## Set problem 1
According to the coin-collecting article, what led to the coin-collecting trend that followed the end of the large format coins in 1858? Answer in one to three sentences.

## Article
┌──

When Mister Boomer was a child, his father was a coin collector, sifted from coins in circulation he would receive as change. He would empty his pockets of pennies, nickels, dimes and quarters, and enlist the help of his children to look through them, one by one, checking dates and mint designations; the Boomer children learned to look for the most-often found mint markings at the time: D meant that coin was minted in Denver, S was San Francisco, and no marking was from Philadelphia (a P was added for Philadelphia in 1979). It was the early 1960s, and it was not uncommon to find circulating coins that were up to 50 years old or, on rare occasion, older.
The first coins issued by the United States government were minted in Philadelphia, and issued in 1793. They were a larger format than our current coins, and made from gold, silver or copper. In 1858, the large format coins were discontinued. Nostalgia for the older coins, and an interest in colonial-era coins, spurred a coin-collecting trend. At that time, coin collecting had more to do with history than it did as a potential financial investment.
During the Great Depression of the 1930s, there was a resurgence of interest in coin collecting that corresponded with the introduction of the first “penny boards.” These pre-printed cardboard sheets had circular slots to hold specifically marked, dates and mints. There were penny cards issued for pennies, dimes and nickels. Many parents of boomers may have acquired their coin-collecting pastime from the process of looking for and filling these cards. Children and adults could examine any coins they had in their possession, whether found on the street or received as change in stores, to “fill their card.”

└──

## Set problem 2
Please turn the entries from the line with "Target: colorful toy block" through the end of the entries into a Markdown table with columns n and Line, numbering each row and leaving out blank lines.

## Data for processing
┌──

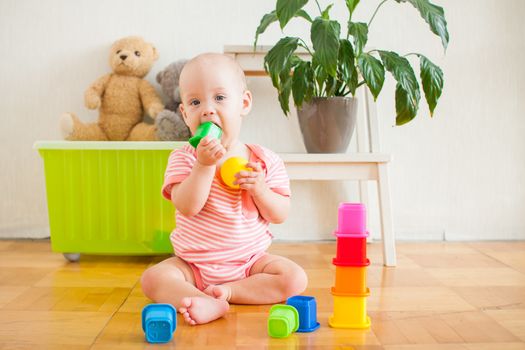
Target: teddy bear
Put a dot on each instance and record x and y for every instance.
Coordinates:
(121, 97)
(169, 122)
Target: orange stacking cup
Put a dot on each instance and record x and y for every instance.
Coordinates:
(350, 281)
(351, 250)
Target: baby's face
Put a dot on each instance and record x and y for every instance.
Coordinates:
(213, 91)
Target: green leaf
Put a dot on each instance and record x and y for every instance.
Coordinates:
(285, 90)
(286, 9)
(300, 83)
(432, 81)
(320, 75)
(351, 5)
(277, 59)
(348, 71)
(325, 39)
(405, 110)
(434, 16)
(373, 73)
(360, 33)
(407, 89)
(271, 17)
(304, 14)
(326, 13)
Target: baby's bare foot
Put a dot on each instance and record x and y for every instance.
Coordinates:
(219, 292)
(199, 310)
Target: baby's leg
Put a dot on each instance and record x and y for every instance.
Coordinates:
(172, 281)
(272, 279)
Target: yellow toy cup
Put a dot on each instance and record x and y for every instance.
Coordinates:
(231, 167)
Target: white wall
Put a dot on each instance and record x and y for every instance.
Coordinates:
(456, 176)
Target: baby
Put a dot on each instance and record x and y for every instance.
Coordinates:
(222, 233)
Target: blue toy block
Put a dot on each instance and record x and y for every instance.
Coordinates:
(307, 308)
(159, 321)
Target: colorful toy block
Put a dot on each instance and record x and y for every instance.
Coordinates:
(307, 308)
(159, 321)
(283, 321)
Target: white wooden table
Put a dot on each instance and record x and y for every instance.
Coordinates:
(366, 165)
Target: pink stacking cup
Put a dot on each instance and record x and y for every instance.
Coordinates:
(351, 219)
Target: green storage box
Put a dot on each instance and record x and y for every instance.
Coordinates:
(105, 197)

└──

## Correct response 1
Nostalgia for the older coins, together with an interest in colonial-era coins, spurred that trend. At the time, collecting was more about history than about financial investment.

## Correct response 2
| n | Line |
|---|---|
| 1 | Target: colorful toy block |
| 2 | Put a dot on each instance and record x and y for every instance. |
| 3 | Coordinates: |
| 4 | (307, 308) |
| 5 | (159, 321) |
| 6 | (283, 321) |
| 7 | Target: white wooden table |
| 8 | Put a dot on each instance and record x and y for every instance. |
| 9 | Coordinates: |
| 10 | (366, 165) |
| 11 | Target: pink stacking cup |
| 12 | Put a dot on each instance and record x and y for every instance. |
| 13 | Coordinates: |
| 14 | (351, 219) |
| 15 | Target: green storage box |
| 16 | Put a dot on each instance and record x and y for every instance. |
| 17 | Coordinates: |
| 18 | (105, 197) |